TASK INSTRUCTIONS
**A)** Decide whether each statement agrees with the article on Shia opinion in southern Iraq: (i) the meeting at the Talil air base took place on Tuesday; (ii) the Kut cleric occupied the city hall with 50 armed bodyguards; (iii) Najaf lies south of Nassiriya. For each, answer yes or no and quote the deciding words of the article.
**B)** Write out again a passage of the article on Shia opinion in southern Iraq, everything from "Like many Iraqis, they" down to "co-religionists in Iran.".

===== PAGE TEXT

/ 18 April 2003

US faces its nightmare scenario

At a bleak and barren airbase in southern Iraq, the United States and British governments began the process of forging a post-Saddam Hussein government in their own image: a liberal democracy, preferably headed by a Western-educated elite.

But only 16km from the Talil air base, where US and British representatives met selected Iraqis on Tuesday, thousands of Iraqis took to the streets to enjoy their new-found freedom and to demonstrate that the US-British image of government is not necessarily theirs.

About 5 000 Shia Muslims — 20 000, according to one Arab television station — marched through Nassiriya, one of the bigger towns on the banks of the Euphrates, shouting: ”No to America, no to Saddam.”

Like many Iraqis, they are ecstatic that Saddam has gone, but they do not want the US either. They do not refer to ”liberation”, but to ”aggression”.

One Nassiriya resident said the demonstrators wanted not Western-style freedom but government by their ayatollahs.

That demonstration is the clearest manifestation yet of Shia opinion, and comes after outbursts elsewhere in southern Iraq. It will alarm Washington, which faces its nightmare scenario in the Middle East: an alliance between a Shia-dominated Iraq and its co-religionists in Iran.

There has been much unrest since the US arrived. In Najaf, north of Nassiriya and the centre of the Shia Muslim world, there has been in-fighting between rival clerics. One prominent cleric was besieged by rivals and another, who had been based in London, was assassinated on his return home.

In Kut, a Shia cleric, Said Abbas, has declared himself in power and occupied the city hall with 30 armed bodyguards. He is backed by Iran, and the sentiments of his Friday sermons tend to be anti-US.

A US officer, setting himself up for a potentially nasty confrontation with the cleric, said: ”Nobody will be in charge while we’re here.”

==========
===== DATA SUPPLIED

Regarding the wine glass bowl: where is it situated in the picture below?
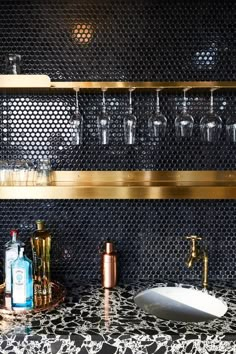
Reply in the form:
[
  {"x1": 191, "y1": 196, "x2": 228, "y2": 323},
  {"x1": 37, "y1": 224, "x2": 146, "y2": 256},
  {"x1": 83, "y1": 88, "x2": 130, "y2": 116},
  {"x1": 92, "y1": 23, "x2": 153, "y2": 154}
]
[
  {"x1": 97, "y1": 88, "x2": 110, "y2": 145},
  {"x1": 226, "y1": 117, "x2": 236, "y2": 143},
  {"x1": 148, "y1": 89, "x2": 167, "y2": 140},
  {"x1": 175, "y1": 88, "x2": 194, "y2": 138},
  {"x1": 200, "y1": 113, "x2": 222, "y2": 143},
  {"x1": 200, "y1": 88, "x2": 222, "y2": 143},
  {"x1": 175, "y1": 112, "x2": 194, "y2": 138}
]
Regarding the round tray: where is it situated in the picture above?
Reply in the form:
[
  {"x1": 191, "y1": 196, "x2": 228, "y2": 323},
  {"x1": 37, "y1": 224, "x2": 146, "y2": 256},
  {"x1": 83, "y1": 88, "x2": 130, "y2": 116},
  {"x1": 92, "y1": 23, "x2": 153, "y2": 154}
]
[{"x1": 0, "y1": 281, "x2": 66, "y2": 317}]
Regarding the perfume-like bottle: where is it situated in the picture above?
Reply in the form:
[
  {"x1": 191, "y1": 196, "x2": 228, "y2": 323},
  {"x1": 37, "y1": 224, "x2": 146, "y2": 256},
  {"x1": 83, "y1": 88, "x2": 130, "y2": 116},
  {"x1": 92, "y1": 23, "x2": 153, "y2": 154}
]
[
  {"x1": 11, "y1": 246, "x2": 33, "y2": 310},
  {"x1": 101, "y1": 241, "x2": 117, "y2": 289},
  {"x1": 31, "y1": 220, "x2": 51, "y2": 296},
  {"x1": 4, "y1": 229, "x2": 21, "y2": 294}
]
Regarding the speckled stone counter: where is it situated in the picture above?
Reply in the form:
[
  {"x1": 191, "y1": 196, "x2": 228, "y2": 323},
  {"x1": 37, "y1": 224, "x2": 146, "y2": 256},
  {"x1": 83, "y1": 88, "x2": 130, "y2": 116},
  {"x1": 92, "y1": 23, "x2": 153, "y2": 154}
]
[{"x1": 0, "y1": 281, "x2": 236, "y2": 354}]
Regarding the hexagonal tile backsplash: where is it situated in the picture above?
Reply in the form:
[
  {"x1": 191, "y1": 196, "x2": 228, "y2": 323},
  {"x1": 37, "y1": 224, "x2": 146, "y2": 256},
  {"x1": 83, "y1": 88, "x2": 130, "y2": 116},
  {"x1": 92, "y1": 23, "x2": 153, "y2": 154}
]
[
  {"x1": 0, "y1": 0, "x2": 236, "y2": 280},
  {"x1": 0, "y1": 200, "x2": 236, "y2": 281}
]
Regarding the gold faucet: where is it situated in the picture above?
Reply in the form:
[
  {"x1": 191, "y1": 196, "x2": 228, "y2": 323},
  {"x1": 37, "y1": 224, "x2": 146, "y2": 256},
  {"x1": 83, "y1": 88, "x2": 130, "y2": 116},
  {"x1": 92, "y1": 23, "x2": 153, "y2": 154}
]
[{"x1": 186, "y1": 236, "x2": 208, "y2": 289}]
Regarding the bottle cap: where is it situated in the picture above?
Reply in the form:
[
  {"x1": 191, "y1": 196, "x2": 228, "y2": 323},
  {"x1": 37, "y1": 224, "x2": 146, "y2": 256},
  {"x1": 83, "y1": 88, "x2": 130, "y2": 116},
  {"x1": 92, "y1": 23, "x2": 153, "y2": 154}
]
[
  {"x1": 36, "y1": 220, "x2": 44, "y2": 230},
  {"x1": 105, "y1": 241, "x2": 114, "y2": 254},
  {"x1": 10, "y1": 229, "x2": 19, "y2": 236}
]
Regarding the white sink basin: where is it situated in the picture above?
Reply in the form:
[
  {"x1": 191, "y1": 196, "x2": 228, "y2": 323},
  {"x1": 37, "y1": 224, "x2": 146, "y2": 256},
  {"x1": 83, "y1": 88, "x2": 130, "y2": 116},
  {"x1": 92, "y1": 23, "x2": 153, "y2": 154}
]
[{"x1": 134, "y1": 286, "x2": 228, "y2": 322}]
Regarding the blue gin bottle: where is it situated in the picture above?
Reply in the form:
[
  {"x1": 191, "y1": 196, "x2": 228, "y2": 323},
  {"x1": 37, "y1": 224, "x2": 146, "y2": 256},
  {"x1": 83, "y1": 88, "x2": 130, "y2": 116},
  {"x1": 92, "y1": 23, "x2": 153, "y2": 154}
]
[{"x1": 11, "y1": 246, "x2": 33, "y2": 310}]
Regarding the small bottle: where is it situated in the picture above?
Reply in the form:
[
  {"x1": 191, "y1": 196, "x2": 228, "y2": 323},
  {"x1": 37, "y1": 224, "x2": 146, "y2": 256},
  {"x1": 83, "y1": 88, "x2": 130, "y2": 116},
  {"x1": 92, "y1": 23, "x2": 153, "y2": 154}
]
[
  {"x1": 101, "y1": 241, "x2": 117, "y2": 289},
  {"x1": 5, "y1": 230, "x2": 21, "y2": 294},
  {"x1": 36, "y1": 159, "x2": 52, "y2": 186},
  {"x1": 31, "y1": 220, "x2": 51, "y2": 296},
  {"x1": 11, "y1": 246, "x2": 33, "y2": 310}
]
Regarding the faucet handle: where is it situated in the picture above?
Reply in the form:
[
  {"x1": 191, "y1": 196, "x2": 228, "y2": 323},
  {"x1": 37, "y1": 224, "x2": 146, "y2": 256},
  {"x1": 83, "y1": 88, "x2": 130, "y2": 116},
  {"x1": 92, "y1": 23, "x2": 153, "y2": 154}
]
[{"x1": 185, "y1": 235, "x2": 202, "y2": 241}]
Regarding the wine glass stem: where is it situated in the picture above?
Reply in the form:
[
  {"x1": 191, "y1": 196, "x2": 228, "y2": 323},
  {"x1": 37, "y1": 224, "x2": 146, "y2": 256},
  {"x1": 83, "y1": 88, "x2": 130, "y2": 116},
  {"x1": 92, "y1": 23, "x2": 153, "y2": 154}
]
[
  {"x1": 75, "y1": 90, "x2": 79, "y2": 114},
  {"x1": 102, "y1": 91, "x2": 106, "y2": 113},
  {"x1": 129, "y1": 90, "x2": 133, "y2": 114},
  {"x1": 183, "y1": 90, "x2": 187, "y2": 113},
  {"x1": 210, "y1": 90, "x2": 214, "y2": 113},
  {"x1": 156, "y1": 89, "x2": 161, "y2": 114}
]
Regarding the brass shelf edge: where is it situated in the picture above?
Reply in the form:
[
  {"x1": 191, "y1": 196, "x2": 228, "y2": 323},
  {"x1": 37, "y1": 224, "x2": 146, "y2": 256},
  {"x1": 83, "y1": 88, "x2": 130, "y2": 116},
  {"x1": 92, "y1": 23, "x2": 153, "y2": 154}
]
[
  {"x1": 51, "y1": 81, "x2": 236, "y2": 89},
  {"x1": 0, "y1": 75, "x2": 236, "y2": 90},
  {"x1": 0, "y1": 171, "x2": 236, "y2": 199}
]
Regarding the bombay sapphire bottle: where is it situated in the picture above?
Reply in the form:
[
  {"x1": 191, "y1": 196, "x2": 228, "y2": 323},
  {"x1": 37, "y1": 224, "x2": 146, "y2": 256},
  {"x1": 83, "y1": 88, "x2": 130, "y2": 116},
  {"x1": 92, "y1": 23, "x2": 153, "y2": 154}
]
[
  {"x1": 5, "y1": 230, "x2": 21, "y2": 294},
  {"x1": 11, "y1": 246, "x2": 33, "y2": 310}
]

==========

EXERCISE RESULTS
**A)**
(i) Yes: "where US and British representatives met selected Iraqis on Tuesday"
(ii) No: "occupied the city hall with 30 armed bodyguards"
(iii) No: "In Najaf, north of Nassiriya"

**B)**
Like many Iraqis, they are ecstatic that Saddam has gone, but they do not want the US either. They do not refer to ”liberation”, but to ”aggression”.

One Nassiriya resident said the demonstrators wanted not Western-style freedom but government by their ayatollahs.

That demonstration is the clearest manifestation yet of Shia opinion, and comes after outbursts elsewhere in southern Iraq. It will alarm Washington, which faces its nightmare scenario in the Middle East: an alliance between a Shia-dominated Iraq and its co-religionists in Iran.